Objective →
List every line of the listing below that contains the string "basket", treating uppercase and lowercase as different.

■ ■ ■ ■ ■

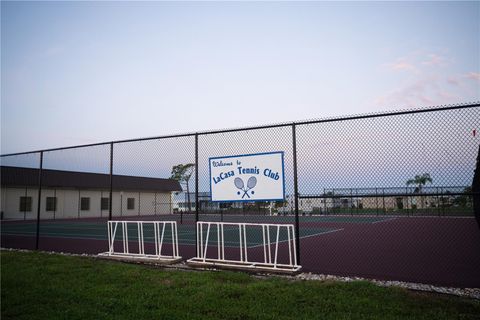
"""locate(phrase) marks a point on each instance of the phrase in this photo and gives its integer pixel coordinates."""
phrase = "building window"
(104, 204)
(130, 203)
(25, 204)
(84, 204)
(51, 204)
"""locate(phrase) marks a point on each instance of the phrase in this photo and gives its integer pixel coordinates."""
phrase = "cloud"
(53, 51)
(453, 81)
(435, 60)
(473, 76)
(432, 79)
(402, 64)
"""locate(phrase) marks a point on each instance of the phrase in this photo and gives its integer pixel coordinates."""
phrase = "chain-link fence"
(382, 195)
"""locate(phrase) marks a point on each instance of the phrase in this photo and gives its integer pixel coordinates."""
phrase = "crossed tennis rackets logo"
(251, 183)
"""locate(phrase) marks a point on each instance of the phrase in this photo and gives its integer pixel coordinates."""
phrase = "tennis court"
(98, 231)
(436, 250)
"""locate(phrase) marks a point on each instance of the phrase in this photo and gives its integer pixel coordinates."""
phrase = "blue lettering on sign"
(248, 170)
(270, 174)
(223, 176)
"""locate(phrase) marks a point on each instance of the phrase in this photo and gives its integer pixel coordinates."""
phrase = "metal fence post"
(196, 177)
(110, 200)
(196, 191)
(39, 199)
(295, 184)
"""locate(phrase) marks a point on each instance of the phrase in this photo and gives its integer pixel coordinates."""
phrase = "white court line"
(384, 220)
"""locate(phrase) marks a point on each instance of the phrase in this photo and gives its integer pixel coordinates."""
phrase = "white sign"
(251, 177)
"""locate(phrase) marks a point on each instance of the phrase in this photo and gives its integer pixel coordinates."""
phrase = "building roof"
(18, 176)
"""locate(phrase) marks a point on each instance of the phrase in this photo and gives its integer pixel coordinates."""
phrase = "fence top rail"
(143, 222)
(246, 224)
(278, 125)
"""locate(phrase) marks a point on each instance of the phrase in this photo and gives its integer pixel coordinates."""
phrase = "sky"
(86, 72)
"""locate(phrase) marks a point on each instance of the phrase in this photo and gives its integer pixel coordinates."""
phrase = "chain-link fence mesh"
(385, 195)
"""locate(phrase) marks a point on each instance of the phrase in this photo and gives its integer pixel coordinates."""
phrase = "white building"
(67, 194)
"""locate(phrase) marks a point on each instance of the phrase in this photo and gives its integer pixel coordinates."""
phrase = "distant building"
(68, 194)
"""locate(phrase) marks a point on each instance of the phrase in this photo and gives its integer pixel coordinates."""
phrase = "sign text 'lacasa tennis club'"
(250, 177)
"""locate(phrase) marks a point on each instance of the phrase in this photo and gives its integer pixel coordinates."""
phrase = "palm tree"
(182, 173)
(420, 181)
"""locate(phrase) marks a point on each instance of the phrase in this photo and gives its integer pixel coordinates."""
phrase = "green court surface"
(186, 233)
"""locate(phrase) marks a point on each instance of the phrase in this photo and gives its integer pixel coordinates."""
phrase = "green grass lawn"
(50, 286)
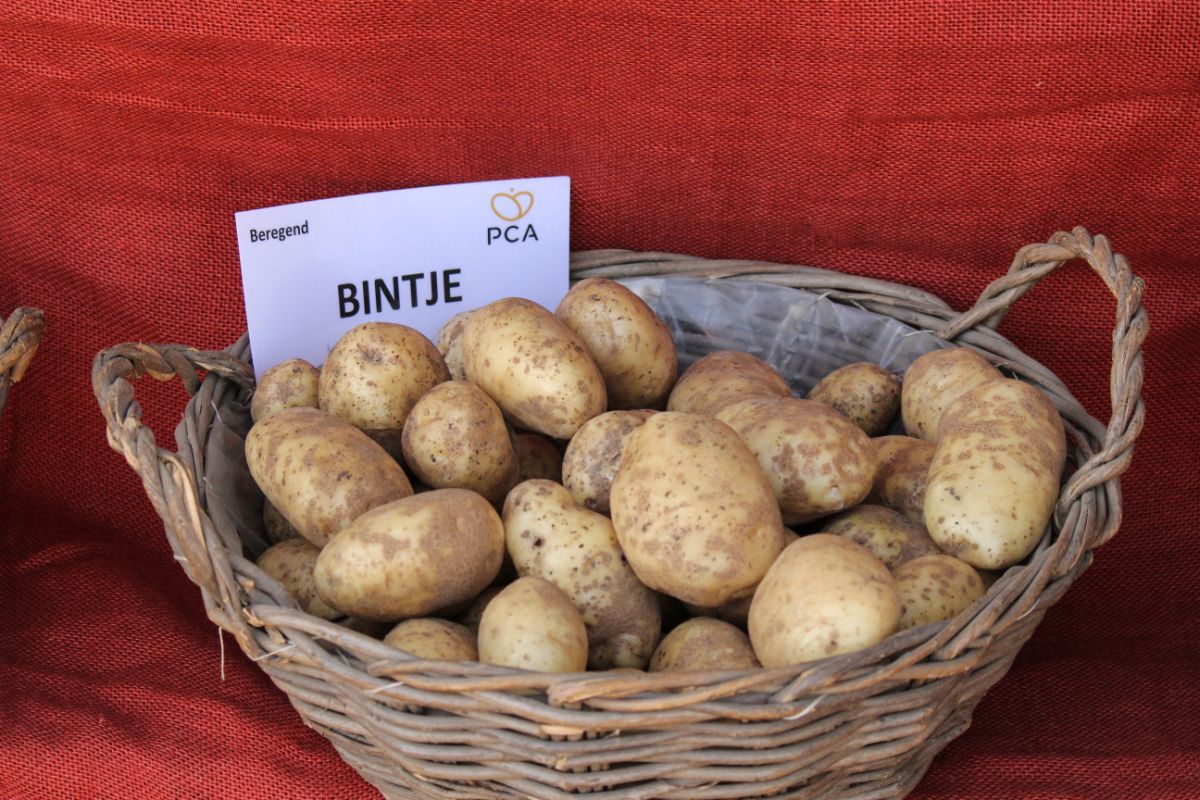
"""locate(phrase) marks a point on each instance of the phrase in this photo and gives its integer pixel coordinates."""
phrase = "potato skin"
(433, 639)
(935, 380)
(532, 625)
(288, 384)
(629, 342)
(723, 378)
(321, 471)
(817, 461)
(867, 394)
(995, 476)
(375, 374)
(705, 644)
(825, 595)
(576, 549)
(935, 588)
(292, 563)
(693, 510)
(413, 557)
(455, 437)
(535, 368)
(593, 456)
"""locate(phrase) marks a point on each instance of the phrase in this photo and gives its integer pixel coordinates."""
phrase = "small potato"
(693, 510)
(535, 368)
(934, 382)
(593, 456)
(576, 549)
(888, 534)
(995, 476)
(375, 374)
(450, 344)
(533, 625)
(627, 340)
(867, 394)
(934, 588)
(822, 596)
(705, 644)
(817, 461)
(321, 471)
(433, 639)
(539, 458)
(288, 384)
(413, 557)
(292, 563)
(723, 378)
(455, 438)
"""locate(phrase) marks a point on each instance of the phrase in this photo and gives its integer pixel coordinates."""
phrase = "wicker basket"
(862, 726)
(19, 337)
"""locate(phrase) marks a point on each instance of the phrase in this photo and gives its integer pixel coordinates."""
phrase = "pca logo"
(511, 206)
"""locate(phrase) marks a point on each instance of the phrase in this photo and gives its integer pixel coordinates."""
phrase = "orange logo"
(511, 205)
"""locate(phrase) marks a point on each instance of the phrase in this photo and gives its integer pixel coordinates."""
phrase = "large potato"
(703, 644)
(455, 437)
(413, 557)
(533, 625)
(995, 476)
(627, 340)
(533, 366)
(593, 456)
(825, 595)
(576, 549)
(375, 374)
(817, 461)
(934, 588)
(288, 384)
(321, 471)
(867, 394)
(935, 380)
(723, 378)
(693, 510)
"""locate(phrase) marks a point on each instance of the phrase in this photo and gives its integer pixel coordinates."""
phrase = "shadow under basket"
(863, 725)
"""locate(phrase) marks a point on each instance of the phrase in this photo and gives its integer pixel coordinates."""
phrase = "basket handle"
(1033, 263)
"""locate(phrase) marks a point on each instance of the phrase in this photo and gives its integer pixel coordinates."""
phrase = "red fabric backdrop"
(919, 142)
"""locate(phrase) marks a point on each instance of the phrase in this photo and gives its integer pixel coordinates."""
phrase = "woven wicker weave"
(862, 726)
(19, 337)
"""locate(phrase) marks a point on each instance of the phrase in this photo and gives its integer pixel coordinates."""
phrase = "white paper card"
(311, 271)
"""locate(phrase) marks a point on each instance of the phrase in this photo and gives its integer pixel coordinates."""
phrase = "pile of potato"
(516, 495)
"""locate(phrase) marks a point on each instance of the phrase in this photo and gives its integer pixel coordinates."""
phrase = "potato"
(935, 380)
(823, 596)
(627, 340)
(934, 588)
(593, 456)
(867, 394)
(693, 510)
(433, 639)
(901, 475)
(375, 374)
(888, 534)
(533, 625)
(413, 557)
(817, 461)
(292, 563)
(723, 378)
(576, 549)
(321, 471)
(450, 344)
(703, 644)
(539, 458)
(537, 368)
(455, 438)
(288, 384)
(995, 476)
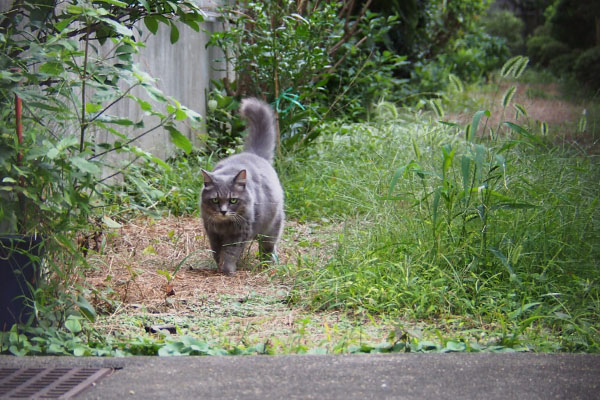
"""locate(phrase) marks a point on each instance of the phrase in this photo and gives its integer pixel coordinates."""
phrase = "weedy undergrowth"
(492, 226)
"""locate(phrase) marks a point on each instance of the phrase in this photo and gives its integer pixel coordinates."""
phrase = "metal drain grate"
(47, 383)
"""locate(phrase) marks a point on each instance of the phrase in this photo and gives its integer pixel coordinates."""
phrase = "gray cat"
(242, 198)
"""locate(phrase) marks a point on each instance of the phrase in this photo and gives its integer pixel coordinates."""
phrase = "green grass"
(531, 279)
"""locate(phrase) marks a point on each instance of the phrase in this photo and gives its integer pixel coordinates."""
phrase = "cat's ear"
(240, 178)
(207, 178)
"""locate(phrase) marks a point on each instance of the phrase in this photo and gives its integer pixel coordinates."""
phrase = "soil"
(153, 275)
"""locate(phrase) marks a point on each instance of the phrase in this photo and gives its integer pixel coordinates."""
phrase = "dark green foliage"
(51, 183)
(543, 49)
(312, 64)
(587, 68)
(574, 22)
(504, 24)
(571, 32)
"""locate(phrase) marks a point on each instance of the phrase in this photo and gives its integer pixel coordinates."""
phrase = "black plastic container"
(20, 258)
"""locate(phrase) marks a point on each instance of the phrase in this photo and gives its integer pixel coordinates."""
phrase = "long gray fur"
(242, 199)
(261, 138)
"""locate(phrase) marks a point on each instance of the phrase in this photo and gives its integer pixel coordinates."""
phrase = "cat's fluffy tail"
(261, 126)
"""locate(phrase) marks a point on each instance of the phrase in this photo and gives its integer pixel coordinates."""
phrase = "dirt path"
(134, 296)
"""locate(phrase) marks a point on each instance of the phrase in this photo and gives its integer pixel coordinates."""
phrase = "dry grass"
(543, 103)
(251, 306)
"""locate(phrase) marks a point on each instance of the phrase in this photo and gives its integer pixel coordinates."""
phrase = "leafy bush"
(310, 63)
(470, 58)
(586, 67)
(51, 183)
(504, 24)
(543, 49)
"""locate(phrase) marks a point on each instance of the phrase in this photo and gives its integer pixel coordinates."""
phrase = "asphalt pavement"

■ ■ ■ ■ ■

Problem solution →
phrase = "wicker basket"
phrase = "shadow under basket"
phrase = "basket handle"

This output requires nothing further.